Artikel ->
━━━━━━━━━━━━━━━━━━━━

Diese Einschätzung bestätigten die konkreten Zahlen: Laut Handwerkskammer für München und Oberbayern hat sich der Anteil weiblicher Azubis in den Handwerksberufen von 17,2 Prozent im Jahr 2011 sogar auf 15,9 Prozent in 2021 verringert, bayernweit ging der Anteil von 23,3 Prozent (2011) auf 17,6 Prozent (2021) zurück. Dass aktuell unter den Top 10 bei den Wünschen zur Berufswahl der Mädchen kein einziger handwerklicher Beruf ist, liegt Müllers Ansicht nach vielleicht auch an überalterten „Rollenbildern“, die immer noch vorgelebt werden. Für Ingrid Obermeier-Osl ist dies allerdings nur eine Momentaufnahme. Das sagt die IHK-Vizepräsidentin für München und Oberbayern und Chefin vom Schwindegger Holzwerk Obermeier im Interview mit den OVB-Heimatzeitungen zu diesen Entwicklungen auf dem Auszubildenden-Markt:

Wie sehen Sie das mit den alten Rollenbildern - spielen die bei der Berufswahl junger Frauen heute noch mit hinein?

Ingrid Obermeier-Osl: Meine Erfahrungen in der Praxis bestätigen dies nicht. Bei den Ausbildungsmessen oder dem IHK Bildungsexpress konnte ich in den letzten Jahren beobachten, dass das Interesse der Mädchen an den männlichen Ausbildungsberufen verstärkt da ist. Wir erleben generell eine deutliche Wandlung weg vom typischen Männerberuf. Das braucht nur seine Zeit und wird sich erst in ein paar Jahren zeigen, wenn diese Ausbildungsverträge abgeschlossen sind. Natürlich gibt es hier immer noch viel Luft nach oben.

Aktuell sind die Zahlen zumindest im Handwerk rückläufig. Betrifft das auch alle Ausbildungsbereiche bei der IHK?

━━━━━━━━━━━━━━━━━━━━

Vorliegende Datensätze ->
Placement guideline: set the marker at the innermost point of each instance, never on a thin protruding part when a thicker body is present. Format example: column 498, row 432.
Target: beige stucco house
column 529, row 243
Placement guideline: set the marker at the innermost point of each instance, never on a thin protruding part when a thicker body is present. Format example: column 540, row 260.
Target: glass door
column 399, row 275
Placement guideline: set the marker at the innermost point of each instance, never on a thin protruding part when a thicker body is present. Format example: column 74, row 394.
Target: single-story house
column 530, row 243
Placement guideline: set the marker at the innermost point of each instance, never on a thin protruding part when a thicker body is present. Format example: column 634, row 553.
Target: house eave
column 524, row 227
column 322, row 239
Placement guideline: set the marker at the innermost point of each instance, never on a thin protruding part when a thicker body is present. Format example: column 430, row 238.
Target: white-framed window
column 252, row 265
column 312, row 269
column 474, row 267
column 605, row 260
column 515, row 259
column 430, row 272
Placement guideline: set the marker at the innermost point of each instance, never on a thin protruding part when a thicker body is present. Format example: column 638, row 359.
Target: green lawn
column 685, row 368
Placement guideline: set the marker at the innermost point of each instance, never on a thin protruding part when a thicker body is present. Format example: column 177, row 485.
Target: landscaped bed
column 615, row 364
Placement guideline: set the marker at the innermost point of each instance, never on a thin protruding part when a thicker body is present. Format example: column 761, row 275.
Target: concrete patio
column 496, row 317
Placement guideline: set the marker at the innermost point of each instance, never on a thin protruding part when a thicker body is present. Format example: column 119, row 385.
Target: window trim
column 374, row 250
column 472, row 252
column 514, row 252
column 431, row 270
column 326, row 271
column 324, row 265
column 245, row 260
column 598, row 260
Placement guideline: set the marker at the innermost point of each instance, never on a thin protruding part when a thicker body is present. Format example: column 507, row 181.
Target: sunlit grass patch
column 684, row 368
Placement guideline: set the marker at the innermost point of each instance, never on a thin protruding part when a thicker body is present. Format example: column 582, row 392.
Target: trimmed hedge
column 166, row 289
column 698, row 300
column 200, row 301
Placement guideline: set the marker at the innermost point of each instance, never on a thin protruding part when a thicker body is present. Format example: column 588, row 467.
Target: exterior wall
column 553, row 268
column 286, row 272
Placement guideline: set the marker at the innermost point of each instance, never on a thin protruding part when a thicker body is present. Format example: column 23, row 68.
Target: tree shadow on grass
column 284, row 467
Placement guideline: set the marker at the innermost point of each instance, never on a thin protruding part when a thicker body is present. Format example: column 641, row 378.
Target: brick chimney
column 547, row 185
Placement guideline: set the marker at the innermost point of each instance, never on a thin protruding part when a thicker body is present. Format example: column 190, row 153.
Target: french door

━━━━━━━━━━━━━━━━━━━━

Aufgaben ->
A - Ersetze im Abschnitt des Artikels über weibliche Auszubildende, der mit den Worten „Ingrid Obermeier-Osl: Meine“ beginnt und mit „Luft nach oben.“ schließt, „Ausbildungsmessen“ durch „Berufsmessen“ und gib den Abschnitt so wieder.
B - Wie hoch war laut dem Artikel über weibliche Auszubildende der bayernweite Anteil weiblicher Azubis im Jahr 2021?
C - Schreibe den Artikel über weibliche Auszubildende im Handwerk im Anschluss an seinen letzten Satz weiter.

Gelöste Aufgaben ->
A -
Ingrid Obermeier-Osl: Meine Erfahrungen in der Praxis bestätigen dies nicht. Bei den Berufsmessen oder dem IHK Bildungsexpress konnte ich in den letzten Jahren beobachten, dass das Interesse der Mädchen an den männlichen Ausbildungsberufen verstärkt da ist. Wir erleben generell eine deutliche Wandlung weg vom typischen Männerberuf. Das braucht nur seine Zeit und wird sich erst in ein paar Jahren zeigen, wenn diese Ausbildungsverträge abgeschlossen sind. Natürlich gibt es hier immer noch viel Luft nach oben.

B - Er lag bei 17,6 Prozent.

C -
Obermeier-Osl: Unsere Zahlen sind grundsätzlich seit Jahren konstant - bei einem Drittel weiblicher Azubis im Querschnitt der Berufe. Dies aber bei deutlich mehr abgeschlossenen Ausbildungsverträgen als in den vergangenen Jahren. Allerdings muss man dies branchenspezifisch etwas näher betrachten. Gerade auch im Einzelhandel und der Gastronomie sind die Zahlen stark rückläufig. Nachdem aber tatsächlich in allen Berufssparten Nachwuchskräfte fehlen, gehe ich davon aus, dass Berufe wie beispielsweise im Verwaltungsbereich momentan mehr Anziehungskraft für Bewerberinnen ausstrahlen [als Berufe mit technischem oder naturwissenschaftlichem Bezug]. Eine Ausnahme zeigt sich besonders im letzten Jahr: Es gibt immer mehr Chemikantinnen in der Region. Hier ist der Frauenanteil in den vergangenen Jahren sogar um 40 Prozent gestiegen. Über die Hintergründe kann man nur spekulieren. Aus meiner Sicht liegt es auch daran, dass viele junge Menschen oder die Eltern noch nicht erkannt haben, welch gute Grundlage eine Ausbildung für das spätere Leben ob im Beruf oder auch im Studium ist.

Der Frauenanteil bei den Azubis der Handwerkskammer im Landkreis Mühldorf ist seit Jahren prozentual rückläufig.

Welche Rolle spielt die Migration aus eher patriarchisch geprägten Kulturen in puncto veralteter Rollenbilder in der Berufswelt?

Obermeier-Osl: Die Entwicklung ist weniger kulturell bedingt, sondern menschlicher Natur: Die Gründe, dass sich generell junge Frauen eher Stellen in Verwaltungsberufen, im Sozial- und Gesundheitswesen oder in Dienstleistungen suchen, könnten mit der Familienplanung zu tun haben. Gerade im Bereich der langjährigen Migration beispielsweise stelle ich persönlich fest, dass sich hier viele Mädchen gerade in den letzten Jahren auch gerne in Richtung medizinische Fachkraft oder erweitert in naturwissenschaftliche Richtung entwickeln. Das ist sicher für die Entwicklung unseres Landes eine gute Lösung.

Haben die typischen Männerberufe auch ein Imageproblem?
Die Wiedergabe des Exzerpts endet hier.